### Assignment
Every entry must be copied word for word.

======== Extracted entries ========

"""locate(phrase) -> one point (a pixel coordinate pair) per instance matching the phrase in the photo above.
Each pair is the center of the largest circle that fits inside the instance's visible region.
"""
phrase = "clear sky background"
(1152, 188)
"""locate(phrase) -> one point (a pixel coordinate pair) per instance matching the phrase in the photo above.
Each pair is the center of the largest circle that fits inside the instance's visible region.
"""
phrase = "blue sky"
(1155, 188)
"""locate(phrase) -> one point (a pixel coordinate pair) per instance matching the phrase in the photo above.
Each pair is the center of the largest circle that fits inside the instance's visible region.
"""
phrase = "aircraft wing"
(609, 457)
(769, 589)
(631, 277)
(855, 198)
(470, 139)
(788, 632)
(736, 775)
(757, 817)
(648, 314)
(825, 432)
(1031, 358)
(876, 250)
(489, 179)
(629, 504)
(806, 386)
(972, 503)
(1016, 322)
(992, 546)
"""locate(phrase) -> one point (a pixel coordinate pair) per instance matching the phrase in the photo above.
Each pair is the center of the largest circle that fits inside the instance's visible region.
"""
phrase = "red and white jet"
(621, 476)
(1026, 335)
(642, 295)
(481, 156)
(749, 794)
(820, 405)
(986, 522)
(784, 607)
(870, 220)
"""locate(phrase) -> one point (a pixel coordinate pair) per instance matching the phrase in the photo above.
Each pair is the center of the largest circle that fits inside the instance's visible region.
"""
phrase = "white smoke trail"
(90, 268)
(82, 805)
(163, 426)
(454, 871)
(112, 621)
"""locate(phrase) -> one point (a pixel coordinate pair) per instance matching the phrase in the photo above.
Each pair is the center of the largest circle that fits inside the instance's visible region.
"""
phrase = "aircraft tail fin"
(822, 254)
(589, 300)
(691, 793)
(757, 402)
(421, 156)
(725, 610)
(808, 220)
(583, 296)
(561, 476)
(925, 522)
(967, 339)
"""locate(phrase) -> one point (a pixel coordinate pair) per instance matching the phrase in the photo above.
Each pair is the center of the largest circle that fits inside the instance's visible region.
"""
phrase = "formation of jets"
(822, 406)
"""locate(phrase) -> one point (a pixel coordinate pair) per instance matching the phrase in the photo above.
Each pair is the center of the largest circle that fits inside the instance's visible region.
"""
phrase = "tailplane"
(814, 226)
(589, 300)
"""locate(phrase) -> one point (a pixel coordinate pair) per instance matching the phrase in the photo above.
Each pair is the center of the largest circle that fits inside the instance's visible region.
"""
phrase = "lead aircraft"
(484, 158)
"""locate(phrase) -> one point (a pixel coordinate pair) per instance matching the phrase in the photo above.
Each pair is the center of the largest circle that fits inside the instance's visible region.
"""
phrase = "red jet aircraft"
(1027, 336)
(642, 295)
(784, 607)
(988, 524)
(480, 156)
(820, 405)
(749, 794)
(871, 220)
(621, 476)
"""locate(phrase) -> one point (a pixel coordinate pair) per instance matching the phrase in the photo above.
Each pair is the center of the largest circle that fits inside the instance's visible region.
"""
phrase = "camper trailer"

========

### Task output
"""locate(phrase) -> one point (a pixel coordinate pair) per instance matching the phrase in the photo above.
Each pair is the center of the largest circle that fits inside the instance's visible region.
"""
phrase = "clear sky background"
(1152, 188)
"""locate(phrase) -> one point (a pixel coordinate pair) per instance matching the phrase in the photo above.
Each pair is the center of the largest circle that fits inside the instance's visible region.
"""
phrase = "blue sky"
(1155, 188)
"""locate(phrase) -> one point (a pixel coordinate pair) per instance matching the phrase in the photo above.
Each pair is the center of the largest circle that fits inside the instance's visible region.
"""
phrase = "aircraft wing"
(609, 457)
(769, 589)
(631, 277)
(855, 198)
(470, 139)
(788, 632)
(736, 775)
(757, 817)
(648, 314)
(825, 432)
(1031, 358)
(876, 250)
(489, 179)
(629, 504)
(806, 386)
(972, 503)
(1016, 322)
(992, 546)
"""locate(phrase) -> one point (a pixel coordinate pair) per instance matching the phrase in the photo above.
Each pair is the center of the largest circle that fits inside the instance's visible region.
"""
phrase = "red and white jet"
(621, 476)
(1026, 335)
(642, 295)
(481, 156)
(749, 794)
(820, 405)
(986, 522)
(784, 607)
(870, 220)
"""locate(phrase) -> one point (a pixel coordinate pair) per instance matching the phrase in the photo above.
Each pair is the center of the largest circle that fits inside the instance's visible region.
"""
phrase = "white smoke trail"
(90, 268)
(82, 805)
(163, 426)
(454, 871)
(112, 621)
"""locate(phrase) -> one point (a pixel coordinate pair) per instance matching the phrase in the photo above.
Each pair is the center of the largest circle that fits inside the instance's visible region.
"""
phrase = "aircraft tail fin"
(822, 254)
(589, 300)
(691, 793)
(757, 402)
(421, 156)
(725, 610)
(808, 220)
(583, 296)
(561, 476)
(925, 522)
(967, 339)
"""locate(phrase) -> one point (a pixel coordinate pair) per instance matching the phrase in the photo above.
Each pair is the center of the largest circle that fits inside the instance's visible region.
"""
phrase = "formation of jets"
(822, 406)
"""locate(phrase) -> one point (a pixel coordinate pair) per instance matching the phrase in the photo above.
Each pair is the center of the largest circle that fits inside the instance's visible region.
"""
phrase = "tailplane"
(814, 226)
(589, 300)
"""locate(phrase) -> one point (a pixel coordinate pair) per instance matching the phrase in the photo above.
Each pair is the center of the largest circle that fits inside the instance's visible region.
"""
phrase = "lead aircraft"
(484, 158)
"""locate(phrase) -> one point (a pixel coordinate pair) per instance matching the phrase in the photo above.
Each pair is the center of the largest circle that fits inside the instance's visible region.
"""
phrase = "red jet aircraft"
(1027, 336)
(642, 295)
(784, 607)
(988, 524)
(480, 156)
(820, 405)
(749, 794)
(871, 220)
(621, 476)
"""locate(phrase) -> one point (a pixel coordinate pair) per instance matching the phrase in the photo above.
Each pair is the center of the largest circle that fits inside the instance's visible region.
"""
phrase = "camper trailer"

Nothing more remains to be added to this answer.